═════ Fragmento seleccionado

Los libros y yo empezamos mal. En
casa de mis padres no había muchos libros. La madre de un vecino de la calle se
empeñaba, cumpleaños tras cumpleaños, en regalarme aventura tras aventura de Los
Hollister. Éstos eran un grupo de investigadores con perro. Un horror. Hasta
que lo encontré. O me encontró. Con los libros como con el amor uno nunca lo
sabe. Mi padre, que no era lector, tenía debilidad por “Los tres mosqueteros” y
me dio el dinero justo para comprarme el libro. Aún conservo esa edición. Lo leí
y releí. La relación con los libros ha de ser amorosa, pasional. Si no, será
solo un matarratos más. Encuentras un libro. Te subyuga. Te hace ver la vida de
otra manera. Deseas quedarte a solas con él. Te ha enamorado. Y cuando terminas
su lectura, como cuando se acaba un amor, buscas otros libros, otros cuerpos y
otras mentes que te hagan sentir lo que te hizo sentir el primero. A veces es fácil.

══════════
═════ Material proporcionado

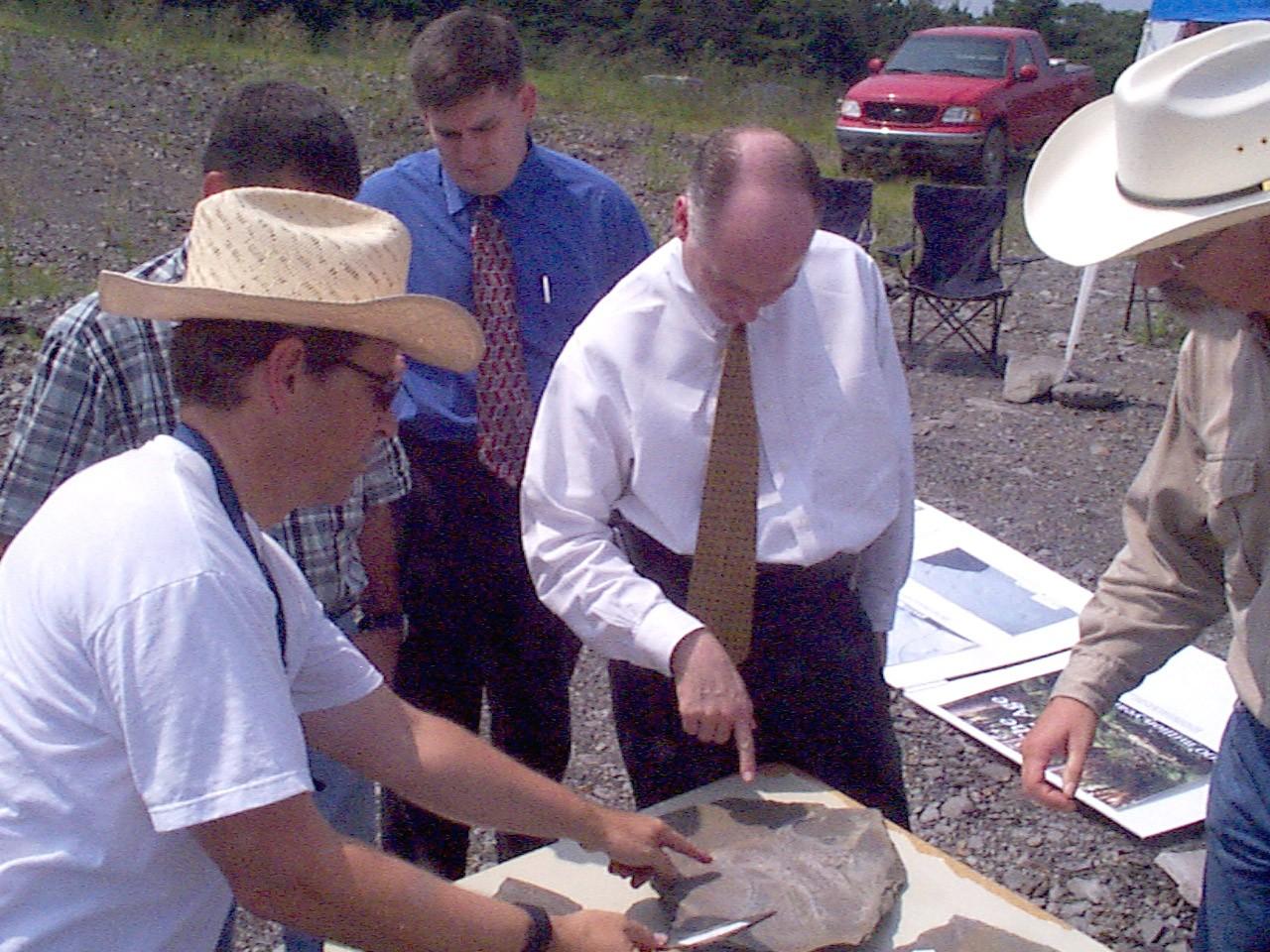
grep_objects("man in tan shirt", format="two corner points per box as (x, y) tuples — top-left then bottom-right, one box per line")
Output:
(1022, 22), (1270, 952)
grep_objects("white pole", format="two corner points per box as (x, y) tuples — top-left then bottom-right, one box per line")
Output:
(1063, 264), (1098, 380)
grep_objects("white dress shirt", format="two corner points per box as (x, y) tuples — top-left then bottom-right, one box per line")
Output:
(521, 231), (913, 674)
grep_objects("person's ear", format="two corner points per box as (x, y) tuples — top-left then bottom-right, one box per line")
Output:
(264, 337), (305, 413)
(672, 195), (689, 241)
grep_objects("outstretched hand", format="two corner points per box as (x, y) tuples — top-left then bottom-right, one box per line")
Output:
(1019, 697), (1098, 811)
(671, 629), (757, 783)
(594, 808), (711, 886)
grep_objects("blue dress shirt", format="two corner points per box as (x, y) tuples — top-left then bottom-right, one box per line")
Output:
(358, 142), (653, 441)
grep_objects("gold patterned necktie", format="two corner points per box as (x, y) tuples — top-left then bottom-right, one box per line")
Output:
(471, 195), (534, 486)
(689, 323), (758, 665)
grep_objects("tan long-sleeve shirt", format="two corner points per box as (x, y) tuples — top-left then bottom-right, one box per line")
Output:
(1054, 314), (1270, 725)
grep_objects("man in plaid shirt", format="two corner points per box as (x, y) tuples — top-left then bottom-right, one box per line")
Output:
(0, 82), (409, 952)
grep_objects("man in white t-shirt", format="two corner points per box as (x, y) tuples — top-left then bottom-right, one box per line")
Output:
(0, 187), (698, 952)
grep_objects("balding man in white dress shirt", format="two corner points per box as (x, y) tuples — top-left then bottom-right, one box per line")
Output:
(522, 128), (913, 825)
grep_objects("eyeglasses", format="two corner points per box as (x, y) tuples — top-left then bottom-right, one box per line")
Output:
(335, 357), (401, 412)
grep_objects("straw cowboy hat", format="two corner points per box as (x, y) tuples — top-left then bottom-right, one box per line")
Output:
(1024, 20), (1270, 266)
(99, 187), (484, 373)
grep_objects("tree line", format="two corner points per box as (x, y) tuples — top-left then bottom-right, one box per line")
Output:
(167, 0), (1144, 92)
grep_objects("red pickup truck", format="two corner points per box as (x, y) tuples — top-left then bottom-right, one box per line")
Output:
(835, 27), (1096, 185)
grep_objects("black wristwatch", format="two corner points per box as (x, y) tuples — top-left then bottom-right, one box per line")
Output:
(516, 902), (555, 952)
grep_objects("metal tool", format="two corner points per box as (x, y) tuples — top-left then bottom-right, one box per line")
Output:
(667, 908), (776, 949)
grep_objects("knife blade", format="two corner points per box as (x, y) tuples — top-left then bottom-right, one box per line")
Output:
(667, 908), (776, 949)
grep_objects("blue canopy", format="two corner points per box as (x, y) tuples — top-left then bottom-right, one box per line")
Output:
(1149, 0), (1270, 23)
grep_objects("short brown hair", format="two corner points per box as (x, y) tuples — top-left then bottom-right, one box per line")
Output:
(689, 126), (825, 237)
(172, 317), (366, 410)
(409, 6), (525, 113)
(203, 81), (362, 198)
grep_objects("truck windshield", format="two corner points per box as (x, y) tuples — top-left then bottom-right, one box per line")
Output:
(883, 36), (1006, 78)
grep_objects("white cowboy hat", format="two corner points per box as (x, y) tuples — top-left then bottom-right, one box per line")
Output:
(1024, 20), (1270, 266)
(98, 187), (485, 373)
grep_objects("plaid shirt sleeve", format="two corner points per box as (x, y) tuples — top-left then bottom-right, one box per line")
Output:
(0, 249), (185, 536)
(362, 436), (410, 509)
(269, 438), (410, 618)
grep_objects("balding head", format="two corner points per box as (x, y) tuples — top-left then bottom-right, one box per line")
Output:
(675, 127), (822, 323)
(687, 126), (825, 242)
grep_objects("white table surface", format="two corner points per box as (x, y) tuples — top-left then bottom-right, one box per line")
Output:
(326, 767), (1108, 952)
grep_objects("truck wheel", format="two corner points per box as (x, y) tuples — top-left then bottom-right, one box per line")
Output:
(976, 126), (1008, 185)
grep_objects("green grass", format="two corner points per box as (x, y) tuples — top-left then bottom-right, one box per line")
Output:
(0, 254), (67, 307)
(0, 0), (1046, 294)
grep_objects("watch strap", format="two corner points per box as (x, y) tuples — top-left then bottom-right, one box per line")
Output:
(516, 902), (555, 952)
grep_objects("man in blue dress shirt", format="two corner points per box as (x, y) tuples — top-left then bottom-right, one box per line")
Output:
(359, 8), (652, 877)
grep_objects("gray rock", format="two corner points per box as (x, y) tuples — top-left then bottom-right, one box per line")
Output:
(1001, 353), (1063, 404)
(1067, 877), (1107, 902)
(655, 799), (908, 952)
(494, 876), (581, 915)
(895, 915), (1054, 952)
(1138, 916), (1165, 946)
(1156, 849), (1206, 906)
(1051, 381), (1124, 410)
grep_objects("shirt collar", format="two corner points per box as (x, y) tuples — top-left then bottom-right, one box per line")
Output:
(437, 136), (548, 216)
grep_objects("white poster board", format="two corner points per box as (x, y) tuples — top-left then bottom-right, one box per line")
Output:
(906, 648), (1234, 837)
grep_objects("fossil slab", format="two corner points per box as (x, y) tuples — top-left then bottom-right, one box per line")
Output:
(657, 797), (907, 952)
(895, 915), (1054, 952)
(494, 876), (581, 915)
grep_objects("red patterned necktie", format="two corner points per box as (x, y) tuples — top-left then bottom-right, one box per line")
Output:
(689, 323), (758, 665)
(471, 195), (534, 486)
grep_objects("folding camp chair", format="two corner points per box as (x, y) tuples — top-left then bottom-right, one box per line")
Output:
(877, 182), (1039, 375)
(821, 178), (874, 251)
(1124, 262), (1155, 344)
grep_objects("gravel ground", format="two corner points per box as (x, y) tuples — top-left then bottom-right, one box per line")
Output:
(0, 26), (1224, 952)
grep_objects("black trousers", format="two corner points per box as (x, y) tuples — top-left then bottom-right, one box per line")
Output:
(384, 434), (579, 879)
(608, 523), (908, 828)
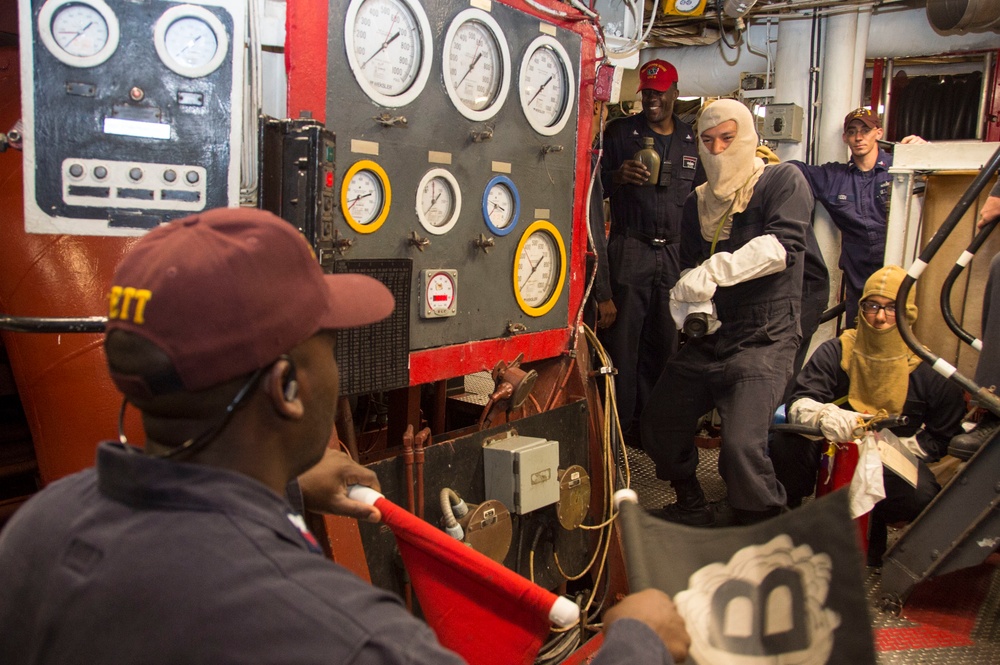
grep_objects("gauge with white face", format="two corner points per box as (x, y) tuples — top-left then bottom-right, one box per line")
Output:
(518, 35), (574, 136)
(153, 5), (229, 78)
(514, 220), (566, 316)
(417, 169), (462, 235)
(483, 175), (521, 236)
(340, 159), (392, 233)
(38, 0), (120, 67)
(344, 0), (432, 106)
(443, 9), (510, 120)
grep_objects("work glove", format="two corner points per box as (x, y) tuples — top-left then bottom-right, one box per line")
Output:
(788, 397), (864, 442)
(670, 235), (787, 302)
(670, 298), (722, 335)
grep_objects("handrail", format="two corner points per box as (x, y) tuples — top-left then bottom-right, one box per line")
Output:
(896, 148), (1000, 416)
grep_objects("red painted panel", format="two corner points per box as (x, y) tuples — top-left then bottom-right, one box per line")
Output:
(285, 0), (597, 386)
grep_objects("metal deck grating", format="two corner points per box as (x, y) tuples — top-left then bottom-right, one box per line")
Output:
(625, 438), (1000, 665)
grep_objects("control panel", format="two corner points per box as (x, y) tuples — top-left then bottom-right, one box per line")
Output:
(19, 0), (246, 235)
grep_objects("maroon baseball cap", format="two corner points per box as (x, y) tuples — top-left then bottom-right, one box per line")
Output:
(844, 106), (882, 132)
(106, 208), (395, 394)
(636, 60), (677, 92)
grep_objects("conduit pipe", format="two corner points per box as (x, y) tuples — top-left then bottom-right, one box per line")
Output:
(642, 8), (997, 100)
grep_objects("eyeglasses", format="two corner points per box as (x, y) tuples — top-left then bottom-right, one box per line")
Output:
(861, 300), (896, 317)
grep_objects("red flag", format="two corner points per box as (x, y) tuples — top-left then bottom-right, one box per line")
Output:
(374, 497), (579, 665)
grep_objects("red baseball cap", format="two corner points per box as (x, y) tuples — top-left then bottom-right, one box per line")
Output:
(636, 60), (677, 92)
(844, 106), (882, 132)
(105, 208), (395, 394)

══════════

**Objetivo:** Sigue escribiendo el fragmento sobre el amor a los libros a partir de su última oración.

**Resultado:**
A veces no. Y piensas ¿por qué ése y no otro? No hay respuesta. Conectas. De
algún modo. Pero mucho de lo que destilan las aventuras de D’Artagnan y los
suyos sigue siendo importante para mí: la amistad, la lealtad, la camaradería,
el honor, los finales felices… Cada uno tiene su primer libro como su primer
amor […] Y después, como suele pasar muchísimas veces en los que nos dedicamos
a escribir, apareció una profesora. Una señora grande y anticuada. Una
solterona con cara de bulldog y con gran corazón a la que se le iluminaban los
ojos cuando hablaba de los libros. Que todo estaba allí. Que todo era magia. Su
pasión avivó la que yo sentía por los libros, por el mundo que encerraban cada
uno de ellos. Porque hay un país conformado por todos los libros que leíste y
te gustaron del mismo modo que lo hay en todas las personas que amaste y las
que te amaron. Un país único. Nunca hubo uno igual y nunca habrá otro igual.
Como tú. Como yo...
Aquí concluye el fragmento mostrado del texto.